(Recorded data)
☆ ☆ ☆ ☆

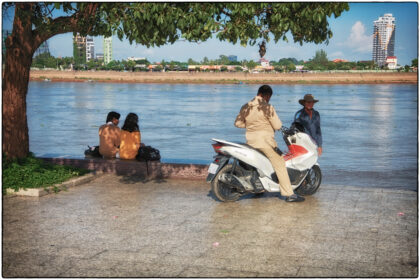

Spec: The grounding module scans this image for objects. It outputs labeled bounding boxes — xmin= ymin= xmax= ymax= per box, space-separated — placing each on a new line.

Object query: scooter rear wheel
xmin=295 ymin=165 xmax=322 ymax=196
xmin=211 ymin=164 xmax=242 ymax=202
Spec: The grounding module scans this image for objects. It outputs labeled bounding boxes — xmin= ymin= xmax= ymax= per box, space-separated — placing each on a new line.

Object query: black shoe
xmin=285 ymin=194 xmax=305 ymax=202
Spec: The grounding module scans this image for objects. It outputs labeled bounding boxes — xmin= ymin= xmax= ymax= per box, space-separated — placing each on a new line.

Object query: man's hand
xmin=317 ymin=147 xmax=322 ymax=157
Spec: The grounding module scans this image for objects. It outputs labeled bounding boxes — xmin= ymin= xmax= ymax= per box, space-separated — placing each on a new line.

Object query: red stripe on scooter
xmin=283 ymin=144 xmax=308 ymax=161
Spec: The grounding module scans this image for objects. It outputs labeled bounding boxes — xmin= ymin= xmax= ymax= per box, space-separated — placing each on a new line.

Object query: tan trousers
xmin=258 ymin=146 xmax=294 ymax=197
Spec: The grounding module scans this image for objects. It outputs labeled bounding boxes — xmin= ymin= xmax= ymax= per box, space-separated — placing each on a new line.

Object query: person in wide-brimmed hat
xmin=294 ymin=94 xmax=323 ymax=156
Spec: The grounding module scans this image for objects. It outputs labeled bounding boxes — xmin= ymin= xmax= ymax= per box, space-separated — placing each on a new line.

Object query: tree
xmin=412 ymin=58 xmax=418 ymax=68
xmin=3 ymin=3 xmax=349 ymax=158
xmin=218 ymin=55 xmax=230 ymax=65
xmin=246 ymin=60 xmax=258 ymax=71
xmin=286 ymin=63 xmax=296 ymax=72
xmin=312 ymin=49 xmax=329 ymax=66
xmin=202 ymin=56 xmax=209 ymax=65
xmin=187 ymin=58 xmax=199 ymax=65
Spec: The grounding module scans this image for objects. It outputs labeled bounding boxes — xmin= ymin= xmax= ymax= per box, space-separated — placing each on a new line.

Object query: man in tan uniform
xmin=235 ymin=85 xmax=304 ymax=202
xmin=99 ymin=111 xmax=121 ymax=159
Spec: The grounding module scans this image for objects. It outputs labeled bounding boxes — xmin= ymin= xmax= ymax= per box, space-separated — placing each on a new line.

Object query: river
xmin=27 ymin=82 xmax=418 ymax=190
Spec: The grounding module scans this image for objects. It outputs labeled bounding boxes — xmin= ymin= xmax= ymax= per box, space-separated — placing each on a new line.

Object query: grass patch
xmin=3 ymin=153 xmax=89 ymax=194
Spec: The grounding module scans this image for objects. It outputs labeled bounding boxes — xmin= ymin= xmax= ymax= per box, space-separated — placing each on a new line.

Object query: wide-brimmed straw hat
xmin=299 ymin=94 xmax=319 ymax=106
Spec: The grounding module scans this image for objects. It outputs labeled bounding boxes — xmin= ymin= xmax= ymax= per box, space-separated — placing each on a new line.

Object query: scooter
xmin=207 ymin=123 xmax=322 ymax=202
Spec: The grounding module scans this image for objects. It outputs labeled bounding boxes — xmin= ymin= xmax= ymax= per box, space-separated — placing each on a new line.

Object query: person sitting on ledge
xmin=119 ymin=112 xmax=144 ymax=160
xmin=99 ymin=111 xmax=121 ymax=159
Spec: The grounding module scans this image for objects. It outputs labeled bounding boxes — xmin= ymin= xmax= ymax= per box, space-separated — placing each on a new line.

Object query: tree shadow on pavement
xmin=118 ymin=175 xmax=167 ymax=184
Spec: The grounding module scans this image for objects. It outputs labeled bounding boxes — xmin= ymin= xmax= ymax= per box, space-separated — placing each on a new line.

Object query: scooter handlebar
xmin=280 ymin=126 xmax=292 ymax=135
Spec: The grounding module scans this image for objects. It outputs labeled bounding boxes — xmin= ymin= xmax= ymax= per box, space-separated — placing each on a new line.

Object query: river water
xmin=27 ymin=82 xmax=418 ymax=190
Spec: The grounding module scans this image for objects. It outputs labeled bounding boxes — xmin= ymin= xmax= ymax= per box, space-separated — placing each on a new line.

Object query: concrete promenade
xmin=2 ymin=174 xmax=418 ymax=277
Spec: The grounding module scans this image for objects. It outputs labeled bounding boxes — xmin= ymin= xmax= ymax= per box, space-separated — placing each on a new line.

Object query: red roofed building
xmin=386 ymin=56 xmax=397 ymax=69
xmin=332 ymin=59 xmax=348 ymax=63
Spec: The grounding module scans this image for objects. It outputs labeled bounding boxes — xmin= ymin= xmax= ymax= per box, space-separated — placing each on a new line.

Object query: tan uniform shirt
xmin=99 ymin=123 xmax=121 ymax=158
xmin=234 ymin=96 xmax=282 ymax=149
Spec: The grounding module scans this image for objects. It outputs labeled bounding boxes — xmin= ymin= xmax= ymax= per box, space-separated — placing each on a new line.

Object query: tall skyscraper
xmin=86 ymin=36 xmax=95 ymax=61
xmin=103 ymin=37 xmax=113 ymax=64
xmin=73 ymin=33 xmax=86 ymax=65
xmin=372 ymin=13 xmax=396 ymax=67
xmin=34 ymin=41 xmax=51 ymax=57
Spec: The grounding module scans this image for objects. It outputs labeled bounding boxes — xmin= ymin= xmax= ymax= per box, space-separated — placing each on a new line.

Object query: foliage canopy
xmin=4 ymin=2 xmax=350 ymax=53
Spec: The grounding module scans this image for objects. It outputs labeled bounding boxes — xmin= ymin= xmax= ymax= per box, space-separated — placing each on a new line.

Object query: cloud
xmin=340 ymin=21 xmax=372 ymax=53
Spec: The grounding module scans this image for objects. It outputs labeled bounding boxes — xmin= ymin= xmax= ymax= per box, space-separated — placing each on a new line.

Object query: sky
xmin=2 ymin=2 xmax=418 ymax=66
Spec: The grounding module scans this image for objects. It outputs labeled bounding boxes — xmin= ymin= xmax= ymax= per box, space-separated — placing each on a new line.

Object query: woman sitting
xmin=119 ymin=113 xmax=142 ymax=160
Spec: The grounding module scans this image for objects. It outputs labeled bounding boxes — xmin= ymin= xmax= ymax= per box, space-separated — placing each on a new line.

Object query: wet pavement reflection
xmin=3 ymin=175 xmax=417 ymax=277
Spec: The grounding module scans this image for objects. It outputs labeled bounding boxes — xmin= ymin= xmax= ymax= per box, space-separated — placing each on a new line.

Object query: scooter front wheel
xmin=211 ymin=164 xmax=242 ymax=202
xmin=295 ymin=165 xmax=322 ymax=196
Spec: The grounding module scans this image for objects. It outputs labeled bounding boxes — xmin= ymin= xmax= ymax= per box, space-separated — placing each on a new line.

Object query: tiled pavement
xmin=2 ymin=174 xmax=418 ymax=277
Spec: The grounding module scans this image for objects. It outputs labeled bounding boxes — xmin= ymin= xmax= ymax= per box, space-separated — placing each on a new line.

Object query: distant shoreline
xmin=29 ymin=70 xmax=418 ymax=84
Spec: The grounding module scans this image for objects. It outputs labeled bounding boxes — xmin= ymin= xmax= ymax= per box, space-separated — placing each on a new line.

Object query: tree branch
xmin=32 ymin=3 xmax=99 ymax=51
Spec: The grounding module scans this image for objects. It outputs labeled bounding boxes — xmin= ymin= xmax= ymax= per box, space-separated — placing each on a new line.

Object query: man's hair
xmin=106 ymin=111 xmax=121 ymax=123
xmin=258 ymin=85 xmax=273 ymax=97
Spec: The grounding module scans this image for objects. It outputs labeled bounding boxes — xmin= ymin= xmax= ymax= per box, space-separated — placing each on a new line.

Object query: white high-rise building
xmin=86 ymin=36 xmax=95 ymax=61
xmin=103 ymin=37 xmax=113 ymax=64
xmin=372 ymin=13 xmax=396 ymax=67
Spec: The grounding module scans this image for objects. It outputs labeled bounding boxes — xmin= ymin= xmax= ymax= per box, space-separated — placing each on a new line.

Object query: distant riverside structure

☆ ☆ ☆ ☆

(Exercise objective) Write out only those lines that fall between the one containing "Object query: tiled pavement" and the end of the entries, the first and last included, exactly as they read.

(Answer space)
Object query: tiled pavement
xmin=2 ymin=174 xmax=418 ymax=277
Spec: The grounding module scans this image for objects. It outputs labeled bounding boxes — xmin= ymin= xmax= ymax= per box, space-separated — placing each on a new line.

Object query: distant shoreline
xmin=29 ymin=70 xmax=418 ymax=84
Spec: The grounding module scans this image for objects. It outputs labeled bounding boxes — xmin= ymin= xmax= ymax= per box, space-separated — placing each on a new line.

Object query: tree branch
xmin=32 ymin=3 xmax=99 ymax=51
Spec: The grounding module scans this image for objects. It outputs labeled bounding boxes — xmin= ymin= xmax= ymax= per box, space-separated — placing each on a new line.

Object query: man's hair
xmin=106 ymin=111 xmax=121 ymax=123
xmin=258 ymin=85 xmax=273 ymax=97
Spec: The grounding module scans this image for objects. It outputs labeled bounding boxes — xmin= ymin= xmax= ymax= per box, space-separated — placing each on a new line.

Object query: white high-rise building
xmin=86 ymin=36 xmax=95 ymax=61
xmin=103 ymin=37 xmax=113 ymax=64
xmin=372 ymin=13 xmax=396 ymax=67
Spec: The grounding module scans this image for objects. It outputs labeled bounding boxes — xmin= ymin= xmax= ymax= per box, space-separated — placing each on a new line.

Object query: distant riverside structure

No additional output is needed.